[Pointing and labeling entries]
↓
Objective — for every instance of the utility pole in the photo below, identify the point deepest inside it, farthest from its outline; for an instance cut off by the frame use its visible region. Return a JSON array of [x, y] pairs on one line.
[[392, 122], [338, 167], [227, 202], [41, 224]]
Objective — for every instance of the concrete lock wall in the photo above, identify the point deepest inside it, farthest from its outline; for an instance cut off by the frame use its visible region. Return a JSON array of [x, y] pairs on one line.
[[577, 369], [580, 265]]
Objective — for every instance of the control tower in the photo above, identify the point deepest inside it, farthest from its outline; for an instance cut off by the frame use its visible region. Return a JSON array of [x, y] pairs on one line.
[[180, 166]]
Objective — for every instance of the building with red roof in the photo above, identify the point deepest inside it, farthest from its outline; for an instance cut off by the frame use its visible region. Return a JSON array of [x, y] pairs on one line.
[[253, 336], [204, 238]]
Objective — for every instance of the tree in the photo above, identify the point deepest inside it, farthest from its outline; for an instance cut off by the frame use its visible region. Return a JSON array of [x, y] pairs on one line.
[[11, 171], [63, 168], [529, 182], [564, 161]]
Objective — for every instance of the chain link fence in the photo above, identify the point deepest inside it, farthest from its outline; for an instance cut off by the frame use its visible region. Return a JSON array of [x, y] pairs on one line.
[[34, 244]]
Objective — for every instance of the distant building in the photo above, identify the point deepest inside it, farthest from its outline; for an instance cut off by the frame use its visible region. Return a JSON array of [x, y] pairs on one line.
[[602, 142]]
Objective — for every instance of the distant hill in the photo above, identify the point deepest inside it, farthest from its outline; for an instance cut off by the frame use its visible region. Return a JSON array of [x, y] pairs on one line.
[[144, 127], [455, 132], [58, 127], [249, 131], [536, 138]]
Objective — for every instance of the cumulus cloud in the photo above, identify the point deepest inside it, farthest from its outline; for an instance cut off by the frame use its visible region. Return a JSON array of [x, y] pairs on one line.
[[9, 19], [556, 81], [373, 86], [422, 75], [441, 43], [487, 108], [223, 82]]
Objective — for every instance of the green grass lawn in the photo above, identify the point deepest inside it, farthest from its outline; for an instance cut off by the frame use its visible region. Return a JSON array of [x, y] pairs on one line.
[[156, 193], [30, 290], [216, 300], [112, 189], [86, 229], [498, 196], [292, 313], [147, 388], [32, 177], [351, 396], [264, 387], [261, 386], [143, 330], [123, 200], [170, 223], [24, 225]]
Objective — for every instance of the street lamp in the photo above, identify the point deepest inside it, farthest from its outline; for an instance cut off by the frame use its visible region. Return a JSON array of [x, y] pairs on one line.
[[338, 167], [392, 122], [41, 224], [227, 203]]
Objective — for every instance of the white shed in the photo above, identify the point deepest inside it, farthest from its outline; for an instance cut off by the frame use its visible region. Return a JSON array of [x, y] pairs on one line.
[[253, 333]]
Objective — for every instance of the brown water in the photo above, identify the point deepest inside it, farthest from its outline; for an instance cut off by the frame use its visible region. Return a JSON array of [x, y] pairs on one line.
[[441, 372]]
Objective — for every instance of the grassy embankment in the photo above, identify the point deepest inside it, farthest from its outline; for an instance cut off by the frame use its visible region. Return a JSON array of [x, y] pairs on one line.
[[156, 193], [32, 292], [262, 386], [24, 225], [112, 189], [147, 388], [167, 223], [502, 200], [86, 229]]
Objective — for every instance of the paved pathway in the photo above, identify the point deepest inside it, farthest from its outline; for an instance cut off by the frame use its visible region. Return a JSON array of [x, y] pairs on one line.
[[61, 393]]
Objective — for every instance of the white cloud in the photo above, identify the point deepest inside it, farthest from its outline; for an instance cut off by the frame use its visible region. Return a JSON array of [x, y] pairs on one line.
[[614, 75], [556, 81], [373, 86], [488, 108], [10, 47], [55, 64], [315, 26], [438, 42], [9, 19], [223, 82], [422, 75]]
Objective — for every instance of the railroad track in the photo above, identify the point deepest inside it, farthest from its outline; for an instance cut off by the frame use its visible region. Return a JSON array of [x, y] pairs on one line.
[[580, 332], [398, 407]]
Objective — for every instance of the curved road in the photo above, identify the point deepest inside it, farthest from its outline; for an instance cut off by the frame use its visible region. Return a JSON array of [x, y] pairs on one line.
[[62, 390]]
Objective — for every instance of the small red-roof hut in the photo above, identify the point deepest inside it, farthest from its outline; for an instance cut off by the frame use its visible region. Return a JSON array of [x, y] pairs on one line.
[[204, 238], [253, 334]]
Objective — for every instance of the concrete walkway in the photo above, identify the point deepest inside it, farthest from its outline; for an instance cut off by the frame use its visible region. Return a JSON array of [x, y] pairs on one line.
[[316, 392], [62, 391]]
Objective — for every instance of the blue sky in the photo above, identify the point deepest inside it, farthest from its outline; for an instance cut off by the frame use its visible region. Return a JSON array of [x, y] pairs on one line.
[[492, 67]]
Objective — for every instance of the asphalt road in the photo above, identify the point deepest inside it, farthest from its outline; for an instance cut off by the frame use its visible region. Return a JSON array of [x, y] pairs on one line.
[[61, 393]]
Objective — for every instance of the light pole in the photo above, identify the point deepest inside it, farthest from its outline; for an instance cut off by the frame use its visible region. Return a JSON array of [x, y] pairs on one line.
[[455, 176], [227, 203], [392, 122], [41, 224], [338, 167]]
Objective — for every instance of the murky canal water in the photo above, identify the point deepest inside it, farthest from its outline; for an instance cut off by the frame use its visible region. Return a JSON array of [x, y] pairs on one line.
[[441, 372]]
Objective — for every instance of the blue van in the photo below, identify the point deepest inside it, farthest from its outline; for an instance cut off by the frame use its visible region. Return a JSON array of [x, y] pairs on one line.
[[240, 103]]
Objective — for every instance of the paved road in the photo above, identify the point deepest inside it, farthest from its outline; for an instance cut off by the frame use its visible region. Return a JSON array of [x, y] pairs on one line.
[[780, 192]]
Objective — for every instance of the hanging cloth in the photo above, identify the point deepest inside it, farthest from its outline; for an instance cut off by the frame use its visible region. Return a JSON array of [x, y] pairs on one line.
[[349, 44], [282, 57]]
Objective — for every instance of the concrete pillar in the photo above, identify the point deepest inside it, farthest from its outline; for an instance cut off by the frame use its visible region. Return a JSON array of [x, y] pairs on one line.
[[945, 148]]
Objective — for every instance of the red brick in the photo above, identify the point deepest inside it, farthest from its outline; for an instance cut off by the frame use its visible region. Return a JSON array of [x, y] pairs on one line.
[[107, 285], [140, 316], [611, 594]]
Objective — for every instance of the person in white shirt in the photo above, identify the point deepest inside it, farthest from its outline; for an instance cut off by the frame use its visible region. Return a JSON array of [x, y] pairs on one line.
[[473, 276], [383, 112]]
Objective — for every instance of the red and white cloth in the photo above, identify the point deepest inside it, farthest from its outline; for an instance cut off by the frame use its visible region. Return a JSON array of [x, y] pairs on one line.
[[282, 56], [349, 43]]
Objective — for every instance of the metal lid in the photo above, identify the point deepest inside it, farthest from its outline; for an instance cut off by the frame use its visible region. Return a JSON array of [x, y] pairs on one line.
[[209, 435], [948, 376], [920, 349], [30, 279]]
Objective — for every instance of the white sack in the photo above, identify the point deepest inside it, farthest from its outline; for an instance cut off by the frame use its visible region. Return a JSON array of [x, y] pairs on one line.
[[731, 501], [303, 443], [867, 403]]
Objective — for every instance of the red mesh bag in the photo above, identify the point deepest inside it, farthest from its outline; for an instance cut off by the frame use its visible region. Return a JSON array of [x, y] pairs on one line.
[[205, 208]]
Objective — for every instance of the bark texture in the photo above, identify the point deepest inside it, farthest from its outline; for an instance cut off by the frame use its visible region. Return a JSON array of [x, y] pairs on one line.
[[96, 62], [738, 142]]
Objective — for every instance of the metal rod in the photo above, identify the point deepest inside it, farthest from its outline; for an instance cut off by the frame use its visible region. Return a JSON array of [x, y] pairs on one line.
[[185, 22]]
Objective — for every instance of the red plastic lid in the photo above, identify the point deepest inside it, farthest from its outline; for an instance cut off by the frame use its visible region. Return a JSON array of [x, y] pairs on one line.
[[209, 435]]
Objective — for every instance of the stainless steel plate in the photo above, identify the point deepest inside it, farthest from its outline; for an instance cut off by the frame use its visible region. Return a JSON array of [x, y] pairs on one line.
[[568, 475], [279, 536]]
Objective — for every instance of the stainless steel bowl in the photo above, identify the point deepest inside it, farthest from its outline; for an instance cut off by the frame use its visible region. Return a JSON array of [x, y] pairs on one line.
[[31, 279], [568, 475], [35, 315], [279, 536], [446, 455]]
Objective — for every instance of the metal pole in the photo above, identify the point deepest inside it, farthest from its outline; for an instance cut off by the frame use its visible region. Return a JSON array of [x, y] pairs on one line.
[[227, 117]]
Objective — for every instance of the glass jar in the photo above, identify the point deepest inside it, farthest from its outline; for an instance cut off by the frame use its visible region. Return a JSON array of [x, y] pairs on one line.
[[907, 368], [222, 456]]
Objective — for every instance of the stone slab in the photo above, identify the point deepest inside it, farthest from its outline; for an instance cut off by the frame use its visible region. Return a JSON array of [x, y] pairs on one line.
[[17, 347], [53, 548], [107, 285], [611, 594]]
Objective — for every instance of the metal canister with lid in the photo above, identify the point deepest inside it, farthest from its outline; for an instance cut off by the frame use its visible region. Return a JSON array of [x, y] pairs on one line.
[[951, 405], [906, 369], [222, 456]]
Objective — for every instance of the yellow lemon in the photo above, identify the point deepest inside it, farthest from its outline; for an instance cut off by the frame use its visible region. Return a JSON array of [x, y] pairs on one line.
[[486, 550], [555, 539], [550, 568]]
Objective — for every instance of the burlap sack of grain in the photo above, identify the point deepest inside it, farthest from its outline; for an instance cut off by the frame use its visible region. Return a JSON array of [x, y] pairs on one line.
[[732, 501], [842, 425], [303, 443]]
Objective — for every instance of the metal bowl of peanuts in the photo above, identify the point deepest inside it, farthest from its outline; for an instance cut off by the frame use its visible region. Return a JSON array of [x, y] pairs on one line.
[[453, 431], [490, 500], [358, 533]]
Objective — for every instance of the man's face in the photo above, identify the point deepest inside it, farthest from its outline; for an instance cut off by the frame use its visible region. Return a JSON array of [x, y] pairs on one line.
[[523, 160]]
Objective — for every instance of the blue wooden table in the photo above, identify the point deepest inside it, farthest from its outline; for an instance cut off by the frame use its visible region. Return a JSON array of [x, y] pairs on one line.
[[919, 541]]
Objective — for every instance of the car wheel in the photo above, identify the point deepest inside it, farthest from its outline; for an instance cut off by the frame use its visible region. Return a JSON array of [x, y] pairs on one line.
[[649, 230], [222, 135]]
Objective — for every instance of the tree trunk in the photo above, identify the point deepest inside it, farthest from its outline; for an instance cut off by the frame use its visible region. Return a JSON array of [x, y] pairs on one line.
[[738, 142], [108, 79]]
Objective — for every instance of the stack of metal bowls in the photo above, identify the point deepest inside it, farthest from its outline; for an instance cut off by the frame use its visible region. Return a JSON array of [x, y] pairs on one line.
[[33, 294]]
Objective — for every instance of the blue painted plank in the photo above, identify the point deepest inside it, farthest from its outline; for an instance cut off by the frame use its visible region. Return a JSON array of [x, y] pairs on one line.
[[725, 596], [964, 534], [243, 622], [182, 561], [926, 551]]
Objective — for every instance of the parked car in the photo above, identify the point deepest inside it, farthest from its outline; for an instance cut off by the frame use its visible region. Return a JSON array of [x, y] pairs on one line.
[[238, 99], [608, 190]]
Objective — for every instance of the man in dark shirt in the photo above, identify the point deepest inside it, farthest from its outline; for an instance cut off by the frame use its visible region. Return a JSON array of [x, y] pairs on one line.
↑
DIRECTIONS: Write out the stretch of entries from the line containing "Objective — for every instance of the concrete lock" through the line containing "[[253, 336], [204, 238]]" exactly as they stand, including both of those lines.

WRITTEN RESPONSE:
Objective — for every instance of the concrete lock wall in the photo above, identify the point deepest inside it, farthest from its outline; for an instance cut off by the frame use its visible region. Return a JSON array of [x, y] pairs on one line.
[[577, 369], [580, 265]]
Objective — for every instance of the control tower in the photo above, identify the point deepest inside it, farthest from its outline; for an instance cut off by the frame use its visible region. Return a JSON array of [x, y] pairs on one line.
[[180, 166]]
Objective — for every instance of the building with red roof in the photo above, identify the point deepest inside it, farthest from its outline; for an instance cut off by the frame use its visible region. Return a JSON array of [x, y] pairs on one line.
[[253, 336], [204, 238]]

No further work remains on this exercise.